* **PROVIDED PASSAGE**:
The WHERE clause makes sure we don’t pick up things like [Bob,Bob].

Gaps and Islands

Q: Give me a query to find all periods of consecutive days where a user logged in

WITH unique_login_days AS (
    -- 1. Ensure one record per user per day
    SELECT DISTINCT user_id, CAST(login_at AS DATE) AS login_date
    FROM user_logins
),
login_summary AS (
    -- 2. Summary of each login day sequentially for each user
    SELECT user_id, login_date,
           ROW_NUMBER() OVER (PARTITION BY user_id ORDER BY login_date) AS rn
    FROM unique_login_days
),
buckets AS (
    -- 3. Subtract the rank from the date.
    -- Consecutive dates will result in the same 'bucket_id' date.
    SELECT user_id, login_date,
           (login_date - INTERVAL rn DAY) AS bucket_id
    FROM login_summary
)
-- 4. Group by the bucket_id to find the start, end, and duration
SELECT user_id,
       MIN(login_date) AS streak_start,
       MAX(login_date) AS streak_end,
       COUNT('x') AS consecutive_days
FROM buckets
GROUP BY user_id, bucket_id
ORDER BY user_id, streak_start;

If only streaks of a certain length are of interest, slap a HAVING onto the final query, e.g. HAVING COUNT('x') >= 3;

PostgreSQL: login_date - rn * INTERVAL '1 day'

Conditional aggregation (SUM(CASE WHEN …))

* **PROVIDED DATA**:
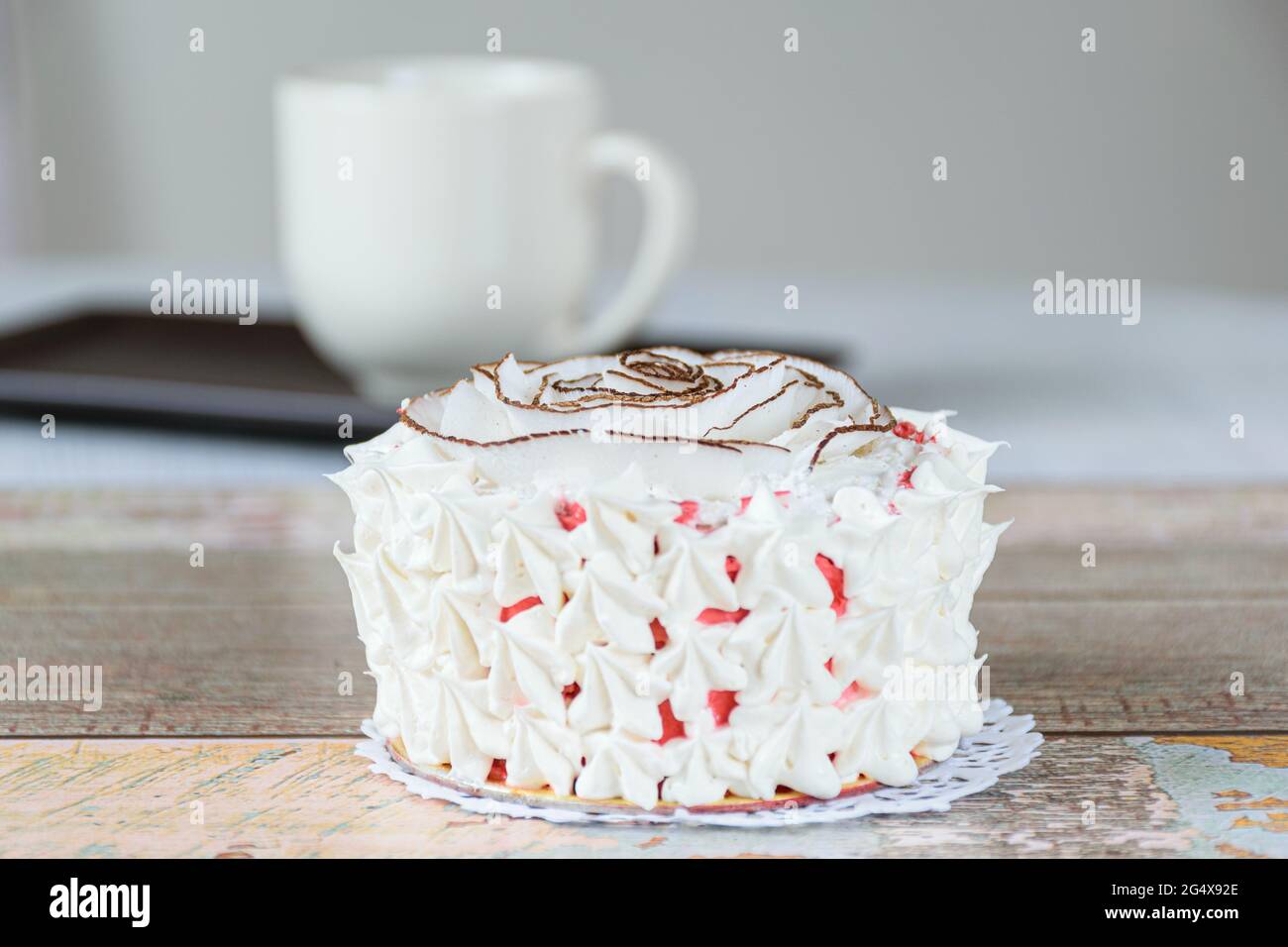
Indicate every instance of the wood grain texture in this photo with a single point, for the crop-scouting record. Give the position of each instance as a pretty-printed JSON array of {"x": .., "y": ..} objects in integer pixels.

* **THE TASKS**:
• a. Do these statements agree with the SQL passage? (i) The query keeps one record per user per day before numbering the login days. (ii) Consecutive login dates end up with different bucket_id values. (iii) To keep only streaks of a certain length, a WHERE clause is added to the final query. Answer each with yes or no, and quote the words of the SQL passage that decide it.
• b. Could you carry on the SQL passage from its last line?

* **ANSWERS FOR THIS EXERCISE**:
• a.
(i) Yes: "Ensure one record per user per day"
(ii) No: "Consecutive dates will result in the same 'bucket_id' date."
(iii) No: "If only streaks of a certain length are of interest, slap a HAVING onto the final query"

• b.
Q: Give me a query to find out how many windows/linux machines are available to a department

SELECT
    dept,
    SUM(CASE WHEN symbol= 'W' THEN 1 ELSE 0 END) AS windows,
    SUM(CASE WHEN symbol = 'L' THEN 1 ELSE 0 END) AS linux
FROM machines
GROUP BY dept;

Running totals

Q: Give me a query for a cumulative sum of positive sales

WITH transaction_summary AS (
    SELECT DAYOFYEAR(date) AS d, COUNT('x') AS c
    FROM transaction
    WHERE price > 0
    GROUP BY d
)
SELECT d, c, SUM(c) OVER (ORDER BY d) FROM transaction_summary ORDER BY d;

PostgreSQL: No DAYOFYEAR(), use EXTRACT(DOY FROM TIMESTAMP date)

Compare with previous - `LAG()`

Q: Give me a query to find instances where sales increased from the previous day

WITH sales_summary AS (
    SELECT
        date,
        sales,
        LAG(sales) OVER (ORDER BY date) AS previous_sales
    FROM daily_sales
)
SELECT date, sales, previous_sales
FROM sales_summary
WHERE sales > previous_sales;

UPSERT

MariaDB/MySQL:

INSERT INTO price_history (product_id, price)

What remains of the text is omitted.